→ **REQUIREMENT**: Starting with the line that contains "of the player" and stopping after the line that contains "of the soccer", copy the entries below exactly. Include nothing else.

→ **TASK MATERIAL**:

[Start of Attachment]

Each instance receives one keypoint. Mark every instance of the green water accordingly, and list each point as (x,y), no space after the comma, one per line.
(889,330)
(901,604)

[End of Attachment]
[Start of Attachment]

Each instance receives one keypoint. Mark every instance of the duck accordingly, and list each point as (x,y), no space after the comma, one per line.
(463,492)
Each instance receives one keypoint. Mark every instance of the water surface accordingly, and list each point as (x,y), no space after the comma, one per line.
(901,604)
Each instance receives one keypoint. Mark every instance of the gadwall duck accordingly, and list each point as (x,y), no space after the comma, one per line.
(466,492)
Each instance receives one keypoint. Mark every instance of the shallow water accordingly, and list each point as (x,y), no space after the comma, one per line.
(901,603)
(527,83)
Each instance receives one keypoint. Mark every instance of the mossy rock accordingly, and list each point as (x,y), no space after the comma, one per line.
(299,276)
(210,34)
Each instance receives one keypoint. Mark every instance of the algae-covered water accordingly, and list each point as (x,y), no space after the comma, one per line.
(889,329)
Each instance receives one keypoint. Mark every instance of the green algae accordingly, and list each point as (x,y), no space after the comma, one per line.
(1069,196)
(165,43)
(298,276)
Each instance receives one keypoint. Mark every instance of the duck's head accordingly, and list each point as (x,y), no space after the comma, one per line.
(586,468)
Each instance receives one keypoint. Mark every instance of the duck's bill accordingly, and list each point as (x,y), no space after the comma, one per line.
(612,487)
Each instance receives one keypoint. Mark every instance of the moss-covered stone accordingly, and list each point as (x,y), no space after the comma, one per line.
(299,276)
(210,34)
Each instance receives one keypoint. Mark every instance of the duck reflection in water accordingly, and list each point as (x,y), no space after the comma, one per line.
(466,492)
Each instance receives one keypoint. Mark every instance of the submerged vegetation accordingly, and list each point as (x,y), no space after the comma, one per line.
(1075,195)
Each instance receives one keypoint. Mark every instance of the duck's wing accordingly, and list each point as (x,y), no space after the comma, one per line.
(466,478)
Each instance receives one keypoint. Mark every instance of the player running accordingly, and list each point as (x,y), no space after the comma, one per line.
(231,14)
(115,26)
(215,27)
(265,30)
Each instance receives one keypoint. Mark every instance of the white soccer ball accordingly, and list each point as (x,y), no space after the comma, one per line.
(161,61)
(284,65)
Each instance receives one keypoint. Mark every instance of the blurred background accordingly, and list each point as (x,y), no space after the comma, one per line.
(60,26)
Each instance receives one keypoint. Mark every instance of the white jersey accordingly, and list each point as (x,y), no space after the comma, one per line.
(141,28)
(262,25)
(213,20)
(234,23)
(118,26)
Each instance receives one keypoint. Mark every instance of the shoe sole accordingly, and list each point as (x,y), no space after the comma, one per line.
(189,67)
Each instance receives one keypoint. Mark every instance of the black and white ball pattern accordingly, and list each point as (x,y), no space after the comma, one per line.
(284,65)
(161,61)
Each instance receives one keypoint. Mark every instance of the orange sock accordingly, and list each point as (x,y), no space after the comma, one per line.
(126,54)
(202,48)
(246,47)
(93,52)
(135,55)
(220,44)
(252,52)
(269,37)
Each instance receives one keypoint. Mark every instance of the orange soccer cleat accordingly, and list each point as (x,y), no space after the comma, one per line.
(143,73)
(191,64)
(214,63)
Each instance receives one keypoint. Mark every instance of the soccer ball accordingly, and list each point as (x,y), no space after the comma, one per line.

[End of Attachment]

→ **RESULT**:
Each instance receives one keypoint. Mark every instance of the player running accordingly, and list each point as (x,y), no space after the comma, one per line.
(231,14)
(115,26)
(215,27)
(265,30)
Each instance receives one keypoint. Mark every instance of the white soccer ball accordingly, and list each point as (x,y), no space after the comma, one per line.
(161,61)
(284,65)
Each instance receives one keypoint. Mark every instance of the blurred background accordingly, and list each point as (x,y), no space after the comma, one per line.
(60,26)
Each instance receives one keypoint. Mark every instance of the white jersey accordingly, and list each point as (x,y), no space after the comma, one per line.
(141,28)
(262,25)
(213,20)
(234,23)
(118,26)
Each instance receives one keypoint. Mark every instance of the shoe sole accordingly, and list each point as (x,y), no space after the comma, one per line.
(189,67)
Each instance receives one keypoint. Mark every instance of the black and white ball pattern accordingly, and list each point as (x,y), no space after the comma, one per line.
(284,65)
(161,61)
Each instance receives one keypoint. Mark every instance of the orange sock accordingly, and list each point as (x,y), no space after the comma, one per line.
(126,54)
(202,48)
(246,47)
(93,52)
(135,55)
(220,44)
(252,52)
(269,37)
Each instance receives one keypoint. Mark every instance of the orange soccer cleat accordingly, and list each point as (x,y), no space after the comma, one per line.
(143,73)
(191,64)
(214,63)
Each instance receives one keypoint. Mark every instance of the soccer ball accordingly, and list each point as (x,y), no space after the comma, one per line.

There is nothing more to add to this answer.